[Coordinate annotation entries]
▼

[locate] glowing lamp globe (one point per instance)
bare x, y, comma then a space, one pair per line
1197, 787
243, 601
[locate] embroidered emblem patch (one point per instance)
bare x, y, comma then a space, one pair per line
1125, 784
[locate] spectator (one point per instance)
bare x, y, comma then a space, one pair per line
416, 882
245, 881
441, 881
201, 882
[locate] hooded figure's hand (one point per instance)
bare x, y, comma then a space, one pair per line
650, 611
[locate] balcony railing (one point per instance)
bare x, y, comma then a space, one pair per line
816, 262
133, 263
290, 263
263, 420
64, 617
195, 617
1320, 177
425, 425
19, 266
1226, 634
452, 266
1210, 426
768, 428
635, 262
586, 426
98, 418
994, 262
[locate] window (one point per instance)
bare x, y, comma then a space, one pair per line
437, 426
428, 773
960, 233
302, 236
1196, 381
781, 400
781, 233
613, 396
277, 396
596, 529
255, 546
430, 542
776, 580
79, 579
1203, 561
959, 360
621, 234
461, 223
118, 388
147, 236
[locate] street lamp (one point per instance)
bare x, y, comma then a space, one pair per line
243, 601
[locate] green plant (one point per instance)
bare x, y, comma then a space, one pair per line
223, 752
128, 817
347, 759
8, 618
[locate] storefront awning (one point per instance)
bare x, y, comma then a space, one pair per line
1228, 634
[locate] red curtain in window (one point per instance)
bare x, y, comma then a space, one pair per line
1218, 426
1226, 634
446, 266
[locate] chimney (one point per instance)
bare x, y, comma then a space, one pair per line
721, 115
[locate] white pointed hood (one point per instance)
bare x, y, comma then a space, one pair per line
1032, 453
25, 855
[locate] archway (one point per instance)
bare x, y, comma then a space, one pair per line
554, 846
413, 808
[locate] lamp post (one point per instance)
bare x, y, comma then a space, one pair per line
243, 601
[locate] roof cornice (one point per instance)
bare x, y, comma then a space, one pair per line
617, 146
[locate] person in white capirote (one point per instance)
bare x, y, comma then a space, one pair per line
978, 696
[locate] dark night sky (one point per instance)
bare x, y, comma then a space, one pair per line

▲

▶ **Aim of the task**:
Copy every one of the records above line for line, without changing anything.

▶ **Result for this exercise**:
[locate] glowing lamp globe (one point per instance)
bare x, y, comma then a space, one pair per line
1197, 787
243, 601
[locate] embroidered emblem patch (one point per instance)
bare x, y, comma then a space, one pair per line
1125, 784
[locate] spectator (one point per instance)
bare x, y, comma then a space, one pair per line
416, 882
245, 881
441, 881
201, 882
[locate] hooded figure's hand (one point per instance)
bare x, y, comma then a space, one pair per line
650, 611
[locate] balcony railing (one point per instance)
bare x, y, comma then a space, one pair per line
816, 262
133, 263
290, 263
263, 420
64, 617
195, 617
1320, 177
425, 425
19, 266
1226, 634
452, 266
1210, 426
768, 428
635, 262
586, 426
98, 418
994, 262
[locate] window (one point per instance)
bare x, y, comma then a space, one pair per line
437, 426
428, 773
960, 233
302, 236
1196, 381
781, 400
781, 233
613, 396
277, 396
596, 529
255, 546
430, 542
776, 580
79, 579
1203, 561
959, 360
621, 234
461, 223
118, 388
147, 236
[locate] street lamp (one point per instance)
bare x, y, comma then a space, one pair per line
243, 601
[locate] green plant (one point per instance)
bare x, y, comma then a space, one pair per line
223, 752
128, 817
347, 759
8, 618
[locate] storefront awning (one point per instance)
bare x, y, comma then a space, one pair per line
1228, 634
[locate] red curtain in window (one point per instance)
bare x, y, comma then a space, one pair per line
1218, 426
1226, 634
446, 266
[locate] chimney (one point per instance)
bare x, y, comma then a space, one pair per line
721, 115
[locate] white pointed hood (one point per instance)
bare x, y, comma then a space, one pair per line
1032, 453
25, 855
[locate] archway (one point per instance)
bare x, y, comma then a space, one pair per line
554, 846
413, 808
[locate] lamp post (one point per instance)
bare x, y, comma then a space, one pair per line
243, 601
[locate] roof cornice (one point per instance)
bare x, y, comma then a space, one pair per line
617, 146
[locate] person in white capirote (one point per instance)
bare x, y, comma then a space, one pair per line
978, 696
[locate] dark night sky (one point per instance)
bare x, y, comma then a space, one pair per line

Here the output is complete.